What is being asked:
Render the rows below as a numbered list, from the start of the rows through the line holding "x=789, y=667", inclusive. Omit blank lines and leave the pictures out.

Data provided:
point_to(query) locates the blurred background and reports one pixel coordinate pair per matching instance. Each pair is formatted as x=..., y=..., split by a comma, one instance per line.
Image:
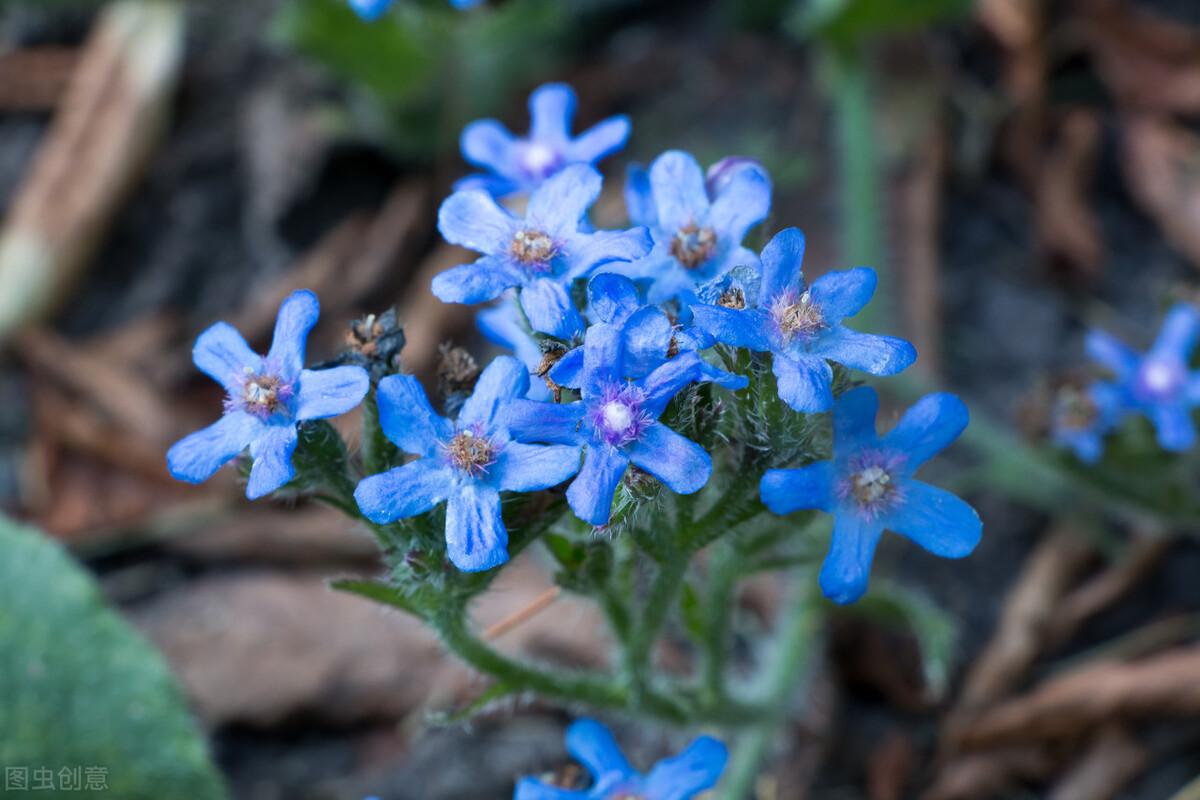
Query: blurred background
x=1018, y=170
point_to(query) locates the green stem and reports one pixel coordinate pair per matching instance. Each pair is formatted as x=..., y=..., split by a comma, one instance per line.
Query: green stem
x=789, y=667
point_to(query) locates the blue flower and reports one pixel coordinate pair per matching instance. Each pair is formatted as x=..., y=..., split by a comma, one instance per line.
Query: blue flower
x=618, y=422
x=697, y=236
x=521, y=164
x=466, y=463
x=802, y=326
x=648, y=336
x=696, y=769
x=373, y=10
x=541, y=253
x=1084, y=415
x=267, y=397
x=869, y=486
x=1159, y=383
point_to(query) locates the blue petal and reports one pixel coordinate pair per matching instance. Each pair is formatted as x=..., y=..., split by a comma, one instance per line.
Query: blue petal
x=667, y=380
x=223, y=355
x=847, y=567
x=601, y=359
x=297, y=317
x=737, y=328
x=936, y=519
x=591, y=493
x=647, y=335
x=551, y=110
x=804, y=383
x=529, y=468
x=561, y=203
x=550, y=310
x=371, y=10
x=489, y=144
x=675, y=459
x=928, y=427
x=551, y=422
x=475, y=535
x=271, y=453
x=853, y=421
x=1111, y=353
x=640, y=197
x=679, y=192
x=405, y=491
x=407, y=417
x=843, y=293
x=329, y=392
x=693, y=771
x=473, y=220
x=198, y=456
x=743, y=203
x=601, y=139
x=502, y=382
x=568, y=371
x=877, y=355
x=1176, y=432
x=589, y=251
x=612, y=298
x=533, y=789
x=784, y=491
x=477, y=282
x=593, y=746
x=783, y=264
x=1179, y=334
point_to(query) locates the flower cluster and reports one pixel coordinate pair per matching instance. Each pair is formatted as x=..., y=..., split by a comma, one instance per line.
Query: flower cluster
x=1158, y=385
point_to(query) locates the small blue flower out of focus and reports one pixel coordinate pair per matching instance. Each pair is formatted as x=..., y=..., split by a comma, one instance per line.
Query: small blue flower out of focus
x=523, y=163
x=802, y=325
x=618, y=422
x=1159, y=383
x=683, y=777
x=869, y=486
x=267, y=397
x=1084, y=415
x=373, y=10
x=543, y=253
x=466, y=463
x=697, y=235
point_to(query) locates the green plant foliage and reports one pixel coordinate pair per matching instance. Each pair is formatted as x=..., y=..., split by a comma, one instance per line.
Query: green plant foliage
x=79, y=687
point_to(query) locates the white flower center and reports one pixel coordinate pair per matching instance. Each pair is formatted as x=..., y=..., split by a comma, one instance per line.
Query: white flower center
x=617, y=417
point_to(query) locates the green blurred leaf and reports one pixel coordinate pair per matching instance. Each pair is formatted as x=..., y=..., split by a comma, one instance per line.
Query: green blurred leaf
x=936, y=631
x=845, y=22
x=79, y=687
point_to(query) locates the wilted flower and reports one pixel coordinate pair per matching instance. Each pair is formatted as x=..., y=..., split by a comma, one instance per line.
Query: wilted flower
x=267, y=397
x=465, y=463
x=696, y=769
x=522, y=163
x=869, y=486
x=541, y=253
x=802, y=325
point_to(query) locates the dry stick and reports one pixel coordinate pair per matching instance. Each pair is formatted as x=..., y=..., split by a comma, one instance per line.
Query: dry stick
x=108, y=122
x=1113, y=761
x=538, y=605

Task solution:
1. point_to(query) locates the blurred background and reports one pixel coordinate pair per matching instance. Each pair is formatted as x=..., y=..., split by a comma, one instance per line.
2. Image:
3. Query: blurred background
4. x=1018, y=170
5. point_to(query) locates the green stem and reports one pixel coordinate pair per matching instance. Each pair is formatted as x=..., y=..., split by a comma, one instance per line.
6. Query: green stem
7. x=789, y=667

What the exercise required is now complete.